───── SUPPLIED RECORDS
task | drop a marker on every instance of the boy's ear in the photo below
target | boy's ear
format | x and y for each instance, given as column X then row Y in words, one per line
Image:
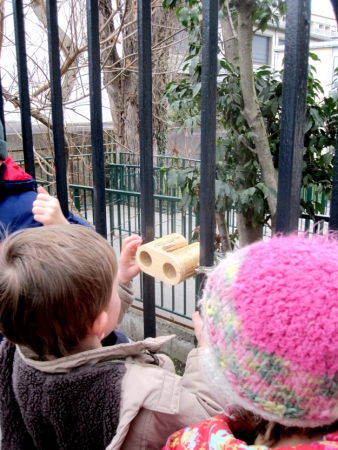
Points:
column 99, row 325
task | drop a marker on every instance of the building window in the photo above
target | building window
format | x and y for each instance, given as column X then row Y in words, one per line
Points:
column 260, row 49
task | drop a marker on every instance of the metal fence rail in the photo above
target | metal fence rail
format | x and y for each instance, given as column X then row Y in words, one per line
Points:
column 93, row 199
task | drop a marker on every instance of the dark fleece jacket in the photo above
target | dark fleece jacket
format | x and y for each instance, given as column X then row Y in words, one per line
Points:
column 75, row 410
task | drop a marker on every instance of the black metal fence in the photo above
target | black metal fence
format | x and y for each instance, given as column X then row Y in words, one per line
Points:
column 292, row 130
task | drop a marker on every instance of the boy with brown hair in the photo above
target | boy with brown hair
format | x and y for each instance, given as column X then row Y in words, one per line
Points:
column 59, row 388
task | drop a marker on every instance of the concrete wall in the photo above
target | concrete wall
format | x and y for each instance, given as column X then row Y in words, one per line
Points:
column 179, row 347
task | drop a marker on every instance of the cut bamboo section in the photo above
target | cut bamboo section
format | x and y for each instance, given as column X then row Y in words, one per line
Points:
column 170, row 258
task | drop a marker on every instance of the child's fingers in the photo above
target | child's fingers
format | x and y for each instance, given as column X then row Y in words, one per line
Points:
column 38, row 210
column 39, row 202
column 42, row 190
column 134, row 240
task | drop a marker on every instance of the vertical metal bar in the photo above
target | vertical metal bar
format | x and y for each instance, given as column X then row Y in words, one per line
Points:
column 2, row 117
column 94, row 64
column 25, row 113
column 57, row 111
column 333, row 223
column 295, row 76
column 146, row 154
column 208, row 132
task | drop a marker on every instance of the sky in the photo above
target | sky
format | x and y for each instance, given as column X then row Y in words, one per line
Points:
column 321, row 7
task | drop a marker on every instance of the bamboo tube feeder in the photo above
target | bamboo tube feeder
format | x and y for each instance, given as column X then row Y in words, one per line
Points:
column 170, row 258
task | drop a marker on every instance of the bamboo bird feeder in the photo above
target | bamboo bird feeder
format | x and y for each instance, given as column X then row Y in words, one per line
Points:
column 170, row 258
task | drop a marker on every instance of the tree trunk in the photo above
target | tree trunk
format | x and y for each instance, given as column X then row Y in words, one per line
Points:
column 246, row 231
column 252, row 110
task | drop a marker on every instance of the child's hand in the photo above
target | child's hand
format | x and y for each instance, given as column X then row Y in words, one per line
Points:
column 199, row 328
column 47, row 209
column 128, row 267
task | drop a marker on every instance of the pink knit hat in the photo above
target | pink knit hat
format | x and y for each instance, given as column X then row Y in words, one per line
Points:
column 271, row 312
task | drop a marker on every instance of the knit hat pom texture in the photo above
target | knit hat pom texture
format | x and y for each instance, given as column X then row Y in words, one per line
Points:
column 271, row 312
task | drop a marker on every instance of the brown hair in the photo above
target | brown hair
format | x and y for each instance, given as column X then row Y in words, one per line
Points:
column 54, row 281
column 247, row 426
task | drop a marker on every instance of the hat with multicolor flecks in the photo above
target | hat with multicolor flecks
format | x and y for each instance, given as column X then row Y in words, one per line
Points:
column 271, row 313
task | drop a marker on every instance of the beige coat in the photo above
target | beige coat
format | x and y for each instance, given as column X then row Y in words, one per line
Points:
column 155, row 401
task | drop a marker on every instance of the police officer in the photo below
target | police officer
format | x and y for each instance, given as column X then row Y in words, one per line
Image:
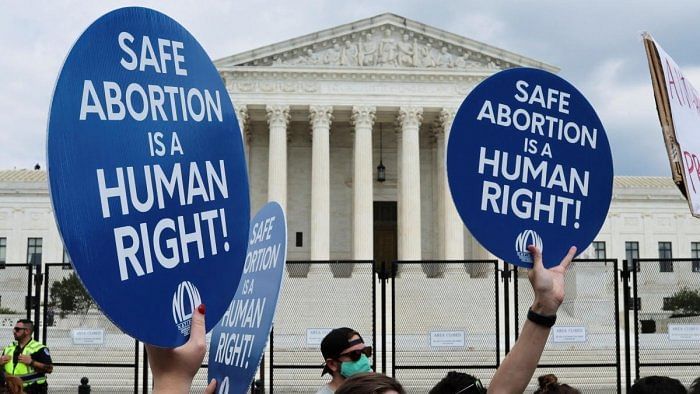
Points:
column 27, row 359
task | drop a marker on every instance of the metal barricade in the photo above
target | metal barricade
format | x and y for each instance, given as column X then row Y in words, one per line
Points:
column 445, row 316
column 583, row 348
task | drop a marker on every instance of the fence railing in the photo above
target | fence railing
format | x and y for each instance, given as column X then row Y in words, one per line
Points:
column 618, row 322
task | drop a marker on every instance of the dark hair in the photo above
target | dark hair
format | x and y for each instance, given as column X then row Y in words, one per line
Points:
column 456, row 381
column 550, row 384
column 658, row 384
column 26, row 322
column 369, row 383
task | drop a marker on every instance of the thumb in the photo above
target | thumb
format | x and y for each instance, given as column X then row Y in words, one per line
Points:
column 198, row 330
column 211, row 388
column 536, row 254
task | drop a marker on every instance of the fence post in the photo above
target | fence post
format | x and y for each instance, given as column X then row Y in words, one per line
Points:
column 84, row 387
column 625, row 275
column 505, row 275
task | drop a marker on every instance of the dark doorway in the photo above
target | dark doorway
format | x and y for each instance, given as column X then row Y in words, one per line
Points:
column 385, row 234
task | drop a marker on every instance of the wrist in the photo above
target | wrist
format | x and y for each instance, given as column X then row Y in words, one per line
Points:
column 171, row 384
column 544, row 308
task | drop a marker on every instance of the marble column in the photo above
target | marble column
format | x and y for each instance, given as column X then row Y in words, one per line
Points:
column 452, row 228
column 243, row 117
column 320, row 118
column 409, row 220
column 278, row 119
column 362, row 184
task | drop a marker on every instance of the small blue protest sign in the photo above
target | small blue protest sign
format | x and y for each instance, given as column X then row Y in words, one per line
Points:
column 147, row 174
column 528, row 162
column 238, row 341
──────────
EXERCISE BRIEF: Set out every line of the entries above as a numbered list, skipping any blank lines and omitting the pictures.

TASK OUTPUT:
1. task | drop a marker on every instance of the boy's ear in the photo below
2. target | boy's ear
3. format | x and y for each instance, given as column X then row Y in words, one per line
4. Image:
5. Points:
6. column 99, row 325
7. task | drop a marker on every instance of the building window in the photo above
8. target | building window
9. format | x and y for each instance, given as column X then row Y in words, one per line
10. Points:
11. column 260, row 49
12. task | drop a marker on every instance of the metal fence rail in the photo above
13. target | metal fence rail
14. format | x and y for each instance, given as column X then row Y in words, one per line
15. Points:
16. column 93, row 199
17. task | drop a marker on every instance of the dark fleece jacket in the photo above
18. target | dark fleece jacket
19. format | x and y for each instance, given as column X then row Y in words, one per line
20. Points:
21. column 75, row 410
22. task | drop a marker on every instance of the black metal fence in the photo above
23. target | black metal fence
24. format | x and y for each instance, given as column X then row Y in words, one per line
25. Points:
26. column 292, row 130
27. task | drop a marker on every instance of the boy with brown hair in the photo above
28. target | boy with brown hair
29. format | x and y for each instance, given as column X then row Y in words, one per line
30. Points:
31. column 59, row 388
32. task | drop a marker on every instance of the concrete wall in the photo above
33. target | concrete wall
34. format | x and y for each instance, given as column X then row Y in words, one per line
35. Points:
36. column 179, row 347
37. task | drop a marker on every instance of the cut bamboo section in the photo above
38. target | cut bamboo section
39. format | x and y for each instance, given as column X then row Y in words, one per line
40. Points:
41. column 170, row 258
42. task | drop a marker on every instance of the child's fingers in the photo above
43. target | child's fingers
44. format | x and y for each instance, given as column X then row Y in words, one per line
45. Points:
46. column 38, row 210
47. column 39, row 202
48. column 42, row 190
49. column 134, row 240
50. task | drop a marker on every instance of the vertical metal bar in the photo above
51. target | vertical metal bar
52. format | x and y for each instance, given as column X then row Y in words, one per line
53. Points:
54. column 2, row 117
55. column 94, row 64
56. column 25, row 113
57. column 57, row 111
58. column 333, row 223
59. column 295, row 76
60. column 146, row 154
61. column 208, row 132
62. task | drop a marker on every instance of the sky in the photo above
63. target | sky
64. format | x and y for each instance, given as column X then row Y in words, one per line
65. Points:
66. column 321, row 7
67. task | drop a marker on every instance of the bamboo tube feeder in the photo above
68. target | bamboo tube feeder
69. format | x and y for each instance, given as column X then row Y in words, one per line
70. Points:
71. column 170, row 258
72. task | drop a marker on every instance of the bamboo bird feeder in the photo above
73. target | bamboo bird feeder
74. format | x and y for each instance, given as column X then row Y in words, one per line
75. Points:
76. column 170, row 258
77. task | drop a marker on every instance of the tree trunk in the photo above
78. target | tree trunk
79. format | x and y for each instance, given as column X then row Y in words, one per line
80. Points:
81. column 246, row 231
82. column 252, row 110
83. task | drop a marker on every instance of the child's hand in the photo above
84. target | child's hand
85. format | x and y for each instance, given as column X then row Y in words, one per line
86. Points:
87. column 199, row 328
88. column 47, row 209
89. column 128, row 267
90. task | drop a marker on every instance of the pink knit hat in the photo above
91. target | pink knit hat
92. format | x and y for each instance, given as column X then row Y in words, one per line
93. Points:
94. column 271, row 312
95. task | drop a marker on every instance of the knit hat pom texture in the photo above
96. target | knit hat pom texture
97. format | x and y for each instance, given as column X then row Y in words, one per line
98. Points:
99. column 271, row 312
100. task | drop a marker on every instance of the brown hair in the photo above
101. target | brown hair
102. format | x and y for each instance, given as column X then row Y in words, one per line
103. Points:
104. column 54, row 281
105. column 247, row 426
106. task | drop a marker on every instance of the hat with multicolor flecks in the photo above
107. target | hat with multicolor flecks
108. format | x and y for each instance, given as column X then row Y in words, one per line
109. Points:
110. column 271, row 313
111. task | drop a marker on every instance of the beige coat in the photo above
112. target | beige coat
113. format | x and y for each instance, given as column X then row Y in words, one per line
114. Points:
115. column 155, row 401
116. task | drop a marker on every instance of the police officer in the photo below
117. target | police officer
118. format | x and y for each instance, given as column X then row Y in words, one per line
119. Image:
120. Points:
121. column 27, row 359
122. task | drop a marker on every instance of the metal barricade in the photo above
123. target | metal barricade
124. format | x and y for each instance, given as column X then row Y in words, one per line
125. Points:
126. column 445, row 316
127. column 583, row 348
128. task | drop a marker on every instance of the fence railing in the photo above
129. target | fence railing
130. format | x and y for each instance, given as column X then row Y in words, one per line
131. Points:
132. column 618, row 322
133. task | drop a marker on every instance of the dark hair in the photo above
134. target | dark hair
135. format | x and y for each instance, given as column X then row Y in words, one per line
136. Points:
137. column 456, row 381
138. column 550, row 384
139. column 658, row 384
140. column 26, row 322
141. column 369, row 383
142. task | drop a marker on every instance of the thumb in the photo above
143. target | thumb
144. format | x and y for each instance, given as column X then row Y in words, one per line
145. Points:
146. column 198, row 330
147. column 211, row 388
148. column 536, row 254
149. task | drop a marker on every instance of the fence post in the photo above
150. target | fence post
151. format | x and y for each instance, given as column X then row Y in words, one per line
152. Points:
153. column 84, row 387
154. column 625, row 275
155. column 505, row 275
156. task | drop a marker on every instance of the dark doorway in the photo above
157. target | dark doorway
158. format | x and y for each instance, given as column X then row Y in words, one per line
159. Points:
160. column 385, row 234
161. task | drop a marker on every instance of the wrist in the photo above
162. target | wrist
163. format | x and y for each instance, given as column X then row Y in words, one per line
164. Points:
165. column 171, row 384
166. column 544, row 308
167. task | drop a marker on every instance of the marble column in the photo above
168. target | marble column
169. format | x and y for each instance, given as column X then row Y in words, one per line
170. Points:
171. column 452, row 228
172. column 243, row 117
173. column 320, row 118
174. column 409, row 220
175. column 278, row 119
176. column 362, row 184
177. task | drop a marker on every instance of the small blue protest sign in the photo above
178. target | small blue protest sign
179. format | x and y for each instance, given as column X then row Y in words, one per line
180. Points:
181. column 147, row 174
182. column 528, row 162
183. column 238, row 341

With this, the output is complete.